▶ Exercise aim
Everything from the line with "of the tree" to the end of the data should be restated word for word, and nothing before it.

▶ Study material
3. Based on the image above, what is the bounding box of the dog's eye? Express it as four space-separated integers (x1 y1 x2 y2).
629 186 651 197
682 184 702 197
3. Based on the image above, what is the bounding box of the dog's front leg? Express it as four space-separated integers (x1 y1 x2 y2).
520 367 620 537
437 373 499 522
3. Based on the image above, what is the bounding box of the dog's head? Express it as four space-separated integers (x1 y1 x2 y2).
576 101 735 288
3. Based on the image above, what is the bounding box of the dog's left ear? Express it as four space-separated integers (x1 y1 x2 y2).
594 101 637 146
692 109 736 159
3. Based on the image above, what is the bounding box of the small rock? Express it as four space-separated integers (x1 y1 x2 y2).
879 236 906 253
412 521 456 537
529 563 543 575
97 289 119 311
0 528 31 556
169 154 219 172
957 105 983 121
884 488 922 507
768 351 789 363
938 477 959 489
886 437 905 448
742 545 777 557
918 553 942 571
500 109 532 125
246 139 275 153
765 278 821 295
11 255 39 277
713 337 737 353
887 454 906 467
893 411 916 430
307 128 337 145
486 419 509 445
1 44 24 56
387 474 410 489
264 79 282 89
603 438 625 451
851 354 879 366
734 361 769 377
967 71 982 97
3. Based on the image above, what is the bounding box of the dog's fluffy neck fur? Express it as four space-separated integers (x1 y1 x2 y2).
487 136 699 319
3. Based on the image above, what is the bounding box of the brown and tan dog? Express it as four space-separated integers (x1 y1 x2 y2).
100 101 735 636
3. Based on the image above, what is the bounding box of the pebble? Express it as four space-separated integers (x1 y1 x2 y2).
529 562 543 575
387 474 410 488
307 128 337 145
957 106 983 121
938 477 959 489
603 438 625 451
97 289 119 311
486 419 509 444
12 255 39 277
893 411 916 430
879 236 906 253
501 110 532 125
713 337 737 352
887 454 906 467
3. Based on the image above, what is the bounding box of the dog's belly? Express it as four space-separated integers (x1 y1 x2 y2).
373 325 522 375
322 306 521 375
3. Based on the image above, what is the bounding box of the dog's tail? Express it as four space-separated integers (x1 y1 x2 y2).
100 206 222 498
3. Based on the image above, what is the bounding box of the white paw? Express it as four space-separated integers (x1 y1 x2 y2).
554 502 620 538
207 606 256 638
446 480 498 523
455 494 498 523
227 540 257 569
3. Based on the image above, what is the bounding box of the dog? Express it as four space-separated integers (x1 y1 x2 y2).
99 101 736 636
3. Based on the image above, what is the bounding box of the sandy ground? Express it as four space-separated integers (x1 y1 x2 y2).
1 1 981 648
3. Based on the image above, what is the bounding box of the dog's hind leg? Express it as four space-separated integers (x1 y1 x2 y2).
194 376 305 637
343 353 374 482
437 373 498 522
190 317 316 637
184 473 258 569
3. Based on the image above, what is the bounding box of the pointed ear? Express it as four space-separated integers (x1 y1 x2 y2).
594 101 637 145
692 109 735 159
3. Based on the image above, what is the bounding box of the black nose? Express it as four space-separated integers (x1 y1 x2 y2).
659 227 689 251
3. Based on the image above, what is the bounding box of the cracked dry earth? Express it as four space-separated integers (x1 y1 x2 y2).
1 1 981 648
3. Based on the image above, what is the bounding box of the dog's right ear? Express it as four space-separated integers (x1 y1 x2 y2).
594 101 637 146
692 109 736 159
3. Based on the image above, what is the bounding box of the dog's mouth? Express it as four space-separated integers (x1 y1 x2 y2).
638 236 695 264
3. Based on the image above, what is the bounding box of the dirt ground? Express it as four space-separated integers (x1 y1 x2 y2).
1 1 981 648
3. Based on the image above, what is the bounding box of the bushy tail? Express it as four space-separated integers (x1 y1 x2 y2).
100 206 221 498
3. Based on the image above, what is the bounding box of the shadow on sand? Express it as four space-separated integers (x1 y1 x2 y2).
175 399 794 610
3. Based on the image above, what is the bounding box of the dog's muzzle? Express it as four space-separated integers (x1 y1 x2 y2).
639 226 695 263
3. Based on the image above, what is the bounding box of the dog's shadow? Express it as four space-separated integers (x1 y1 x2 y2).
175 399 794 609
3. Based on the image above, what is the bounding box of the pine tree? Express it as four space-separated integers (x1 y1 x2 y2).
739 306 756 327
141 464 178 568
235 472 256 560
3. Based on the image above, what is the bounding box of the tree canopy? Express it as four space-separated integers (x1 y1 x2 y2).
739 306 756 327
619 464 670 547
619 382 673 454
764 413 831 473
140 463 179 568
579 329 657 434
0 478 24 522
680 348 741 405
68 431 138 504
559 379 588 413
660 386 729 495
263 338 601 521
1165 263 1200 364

▶ Answer below
3. Based on the image above, what is the bounding box of the tree canopy? Express it as four space-separated integers (x1 y1 x2 y2).
739 306 756 327
619 464 670 547
619 382 673 454
764 413 831 473
140 463 179 568
579 329 657 434
0 478 24 522
680 348 741 405
68 431 138 504
559 379 588 413
660 386 729 495
263 338 601 521
1165 263 1200 364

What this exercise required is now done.